- Directive: Rescale the data below by repeating every line as is, except that each polygon vertex coordinate is multiplied by 1.85 and rounded to the nearest whole number, with halves rounded up.

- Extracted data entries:
────────────────

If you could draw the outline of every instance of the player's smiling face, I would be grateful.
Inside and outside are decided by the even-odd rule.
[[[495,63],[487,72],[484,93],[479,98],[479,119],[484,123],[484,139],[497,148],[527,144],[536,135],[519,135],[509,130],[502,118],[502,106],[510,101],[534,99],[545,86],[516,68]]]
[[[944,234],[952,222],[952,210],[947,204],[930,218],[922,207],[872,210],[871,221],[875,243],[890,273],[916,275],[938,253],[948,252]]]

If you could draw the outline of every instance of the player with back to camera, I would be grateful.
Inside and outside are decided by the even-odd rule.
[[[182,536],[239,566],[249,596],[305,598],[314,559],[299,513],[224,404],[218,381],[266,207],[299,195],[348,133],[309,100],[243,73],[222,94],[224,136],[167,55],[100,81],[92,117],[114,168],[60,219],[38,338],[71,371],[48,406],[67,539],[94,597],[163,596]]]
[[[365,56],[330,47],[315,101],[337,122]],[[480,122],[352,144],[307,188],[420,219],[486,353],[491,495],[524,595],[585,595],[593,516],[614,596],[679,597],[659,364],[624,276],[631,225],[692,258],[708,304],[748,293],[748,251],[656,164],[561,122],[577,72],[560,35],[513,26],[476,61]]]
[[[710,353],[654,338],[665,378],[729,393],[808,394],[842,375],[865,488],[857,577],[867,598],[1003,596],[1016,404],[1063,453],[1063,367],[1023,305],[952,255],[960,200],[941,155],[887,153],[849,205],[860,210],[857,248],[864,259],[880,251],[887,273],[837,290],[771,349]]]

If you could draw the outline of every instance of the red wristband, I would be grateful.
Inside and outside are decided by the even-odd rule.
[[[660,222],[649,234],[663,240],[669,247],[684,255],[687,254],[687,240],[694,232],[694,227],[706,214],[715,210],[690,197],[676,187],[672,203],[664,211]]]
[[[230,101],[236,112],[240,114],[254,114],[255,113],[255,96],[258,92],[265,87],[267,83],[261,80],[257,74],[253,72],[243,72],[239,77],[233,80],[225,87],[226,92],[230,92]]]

────────────────

- Answer for this exercise:
If you could draw the outline of every instance of the player's smiling face, I would be grateful.
Inside and outside are decided by the even-odd rule.
[[[916,117],[901,133],[895,172],[886,181],[886,220],[895,228],[895,257],[919,274],[975,266],[992,250],[960,250],[942,241],[929,218],[929,196],[944,187],[988,183],[1008,159],[955,126]]]
[[[1746,433],[1761,411],[1761,389],[1752,377],[1721,403],[1706,383],[1613,389],[1611,409],[1619,450],[1647,505],[1695,509],[1735,468],[1754,466]]]

If you could draw the outline of every instance of the player with back to camera, I would be grateful.
Inside and outside are decided by the even-odd rule.
[[[337,992],[442,1047],[461,1103],[564,1106],[581,1034],[553,949],[414,747],[403,705],[492,383],[553,361],[644,246],[572,185],[450,135],[411,174],[414,252],[309,102],[185,150],[170,216],[211,311],[111,405],[70,625],[131,686],[89,751],[124,997],[174,1104],[302,1103]]]
[[[675,104],[611,87],[583,187],[623,226]],[[888,226],[651,266],[568,348],[777,405],[899,653],[908,916],[969,1101],[1082,1101],[1097,955],[1136,1103],[1256,1104],[1219,673],[1154,511],[1167,416],[1280,477],[1310,562],[1384,542],[1384,464],[1214,303],[1038,226],[1067,133],[1036,65],[949,48],[881,113]]]
[[[1314,653],[1210,625],[1230,699],[1349,727],[1495,729],[1558,694],[1600,903],[1585,1067],[1604,1106],[1856,1103],[1880,747],[1967,838],[1967,679],[1893,564],[1761,472],[1776,370],[1741,287],[1641,283],[1571,379],[1591,389],[1585,459],[1598,479],[1628,464],[1641,505],[1548,537],[1426,646]]]

If you could draw the outline of every instance of the red wristband, I would be grateful.
Inside and outside are decided by the even-odd rule.
[[[1221,411],[1201,433],[1227,444],[1238,457],[1265,472],[1271,470],[1271,444],[1284,429],[1284,420],[1306,396],[1323,389],[1277,364],[1251,346],[1243,376],[1228,390]]]
[[[426,187],[437,207],[444,211],[470,211],[472,209],[472,178],[477,170],[490,161],[494,154],[483,148],[475,137],[468,133],[450,133],[442,142],[431,148],[416,161],[418,170],[426,170]]]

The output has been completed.